(Saved entries)
━━━

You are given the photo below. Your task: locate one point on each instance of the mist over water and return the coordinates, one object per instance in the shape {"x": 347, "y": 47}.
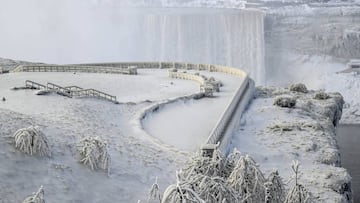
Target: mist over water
{"x": 95, "y": 31}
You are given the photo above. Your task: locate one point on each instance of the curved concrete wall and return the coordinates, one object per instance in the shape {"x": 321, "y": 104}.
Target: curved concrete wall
{"x": 221, "y": 133}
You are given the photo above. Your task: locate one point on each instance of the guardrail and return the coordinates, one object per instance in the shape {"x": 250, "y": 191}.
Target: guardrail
{"x": 71, "y": 68}
{"x": 71, "y": 91}
{"x": 221, "y": 133}
{"x": 34, "y": 85}
{"x": 93, "y": 93}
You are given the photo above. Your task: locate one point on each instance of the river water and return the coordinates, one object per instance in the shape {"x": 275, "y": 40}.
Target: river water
{"x": 349, "y": 142}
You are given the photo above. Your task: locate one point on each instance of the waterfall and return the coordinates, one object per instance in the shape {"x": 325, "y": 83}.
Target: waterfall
{"x": 233, "y": 38}
{"x": 86, "y": 32}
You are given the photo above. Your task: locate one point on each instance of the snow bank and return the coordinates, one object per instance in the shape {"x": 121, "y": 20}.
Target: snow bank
{"x": 275, "y": 136}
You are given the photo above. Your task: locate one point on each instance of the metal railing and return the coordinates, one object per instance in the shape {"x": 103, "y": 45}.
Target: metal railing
{"x": 71, "y": 91}
{"x": 221, "y": 133}
{"x": 70, "y": 68}
{"x": 34, "y": 85}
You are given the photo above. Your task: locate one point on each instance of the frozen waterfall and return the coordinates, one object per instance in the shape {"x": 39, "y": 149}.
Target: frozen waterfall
{"x": 58, "y": 32}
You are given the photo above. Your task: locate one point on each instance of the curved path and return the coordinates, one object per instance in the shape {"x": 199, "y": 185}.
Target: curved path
{"x": 221, "y": 133}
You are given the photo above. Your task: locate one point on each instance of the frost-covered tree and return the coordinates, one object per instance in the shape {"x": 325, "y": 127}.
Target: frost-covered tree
{"x": 247, "y": 179}
{"x": 154, "y": 192}
{"x": 297, "y": 193}
{"x": 94, "y": 153}
{"x": 180, "y": 192}
{"x": 213, "y": 189}
{"x": 32, "y": 141}
{"x": 274, "y": 188}
{"x": 210, "y": 166}
{"x": 36, "y": 197}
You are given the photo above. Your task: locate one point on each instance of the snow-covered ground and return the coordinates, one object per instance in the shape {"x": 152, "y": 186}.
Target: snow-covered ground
{"x": 136, "y": 157}
{"x": 275, "y": 136}
{"x": 176, "y": 120}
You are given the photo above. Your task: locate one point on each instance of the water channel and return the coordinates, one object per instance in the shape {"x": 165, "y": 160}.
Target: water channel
{"x": 349, "y": 142}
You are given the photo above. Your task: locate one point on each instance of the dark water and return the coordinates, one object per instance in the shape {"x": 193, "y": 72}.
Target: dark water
{"x": 348, "y": 137}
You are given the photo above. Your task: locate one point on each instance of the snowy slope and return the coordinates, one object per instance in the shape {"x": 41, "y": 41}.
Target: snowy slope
{"x": 275, "y": 136}
{"x": 137, "y": 158}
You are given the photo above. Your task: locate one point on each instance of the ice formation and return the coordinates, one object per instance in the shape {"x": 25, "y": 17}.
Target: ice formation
{"x": 38, "y": 197}
{"x": 32, "y": 141}
{"x": 94, "y": 153}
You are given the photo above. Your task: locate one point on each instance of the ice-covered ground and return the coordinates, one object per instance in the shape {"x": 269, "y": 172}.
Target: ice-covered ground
{"x": 137, "y": 158}
{"x": 176, "y": 119}
{"x": 275, "y": 136}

━━━

Task goal:
What is needed here is an exact copy of every record, with the pictures left out.

The completed task:
You are given the photo below. Your task: locate one point on each instance of the mist over water and return the coordinates, one object per instance in the shape {"x": 347, "y": 47}.
Target: mist over water
{"x": 95, "y": 31}
You are given the photo above. Your task: locate one point on each instance of the curved concrete wall and return the coordinates, one object per instance in the shape {"x": 321, "y": 104}.
Target: curved concrete wall
{"x": 221, "y": 133}
You are given the photo above. Your task: locate one point on each instance of the guardrail and return the coordinates, one object per instance in the shape {"x": 250, "y": 191}.
Target: guardrail
{"x": 71, "y": 68}
{"x": 71, "y": 91}
{"x": 221, "y": 133}
{"x": 34, "y": 85}
{"x": 93, "y": 93}
You are given the photo above. Your task: locate one point on each instance of the river water and return the coordinates, one object per instance in the shape {"x": 275, "y": 40}.
Target: river water
{"x": 349, "y": 142}
You are given the photo above. Your task: locate one point on each instance of the waterfall and return the coordinates, one object per instance in the shape {"x": 325, "y": 83}.
Target: waterfall
{"x": 233, "y": 38}
{"x": 86, "y": 32}
You are given the photo above. Your task: locate one point on each instance of the snow bank and return the coordinates, one object per instance in the shape {"x": 121, "y": 20}.
Target: snow bank
{"x": 275, "y": 136}
You are given the photo above. Your task: locate one point on each instance of the metal railing and return the coordinates, one object per instance in the shape {"x": 103, "y": 45}.
Target: metal railing
{"x": 71, "y": 91}
{"x": 221, "y": 133}
{"x": 70, "y": 68}
{"x": 34, "y": 85}
You are given the photo above. Your task: locate one point on each instance of the frozen waterfall and return the coordinates, one object per instance in the shape {"x": 39, "y": 149}.
Target: frozen waterfall
{"x": 58, "y": 32}
You are given the photo above. Your task: locate one point on each instance of the curved path and return the coordinates, one object per instance in the shape {"x": 199, "y": 185}.
Target: curved path
{"x": 221, "y": 133}
You are given the photo above. Your task: locate one point on each instance of the frost-covered tree and return the coordinates, one object per instance in the shape {"x": 325, "y": 127}.
Target: frost-covered tree
{"x": 247, "y": 179}
{"x": 154, "y": 192}
{"x": 297, "y": 193}
{"x": 94, "y": 153}
{"x": 180, "y": 192}
{"x": 213, "y": 189}
{"x": 32, "y": 141}
{"x": 274, "y": 188}
{"x": 210, "y": 166}
{"x": 36, "y": 197}
You are given the photo above. Your task: locate one point on each instance of the snow-covered ground and return the coordinates, one object per instance in the shape {"x": 152, "y": 186}.
Target: snow-covered ground
{"x": 136, "y": 157}
{"x": 275, "y": 136}
{"x": 176, "y": 120}
You are given the photo above. Your task: locate one point on each instance of the water channel and return the coordinates, one object per instance in the shape {"x": 165, "y": 160}.
Target: water channel
{"x": 349, "y": 142}
You are given the photo above. Your task: locate one point on each instance of the dark water and return the coordinates, one object per instance in the shape {"x": 193, "y": 72}.
Target: dark water
{"x": 348, "y": 137}
You are given the photo above. Your task: locate one point on each instance of the snowy slope and return the coordinates, one object per instance in the shape {"x": 41, "y": 41}.
Target: snowy slope
{"x": 275, "y": 136}
{"x": 137, "y": 158}
You are given the photo above. Your task: locate one point on each instance of the ice formation and return the coordinates, one object per instance in the shape {"x": 25, "y": 17}.
Target: ice formation
{"x": 38, "y": 197}
{"x": 32, "y": 141}
{"x": 94, "y": 153}
You are given the photo above. Your task: locate one point on each instance of the ice-covered ground and return the coordinates, one object per instance in the shape {"x": 269, "y": 172}.
Target: ice-covered ground
{"x": 137, "y": 158}
{"x": 176, "y": 119}
{"x": 275, "y": 136}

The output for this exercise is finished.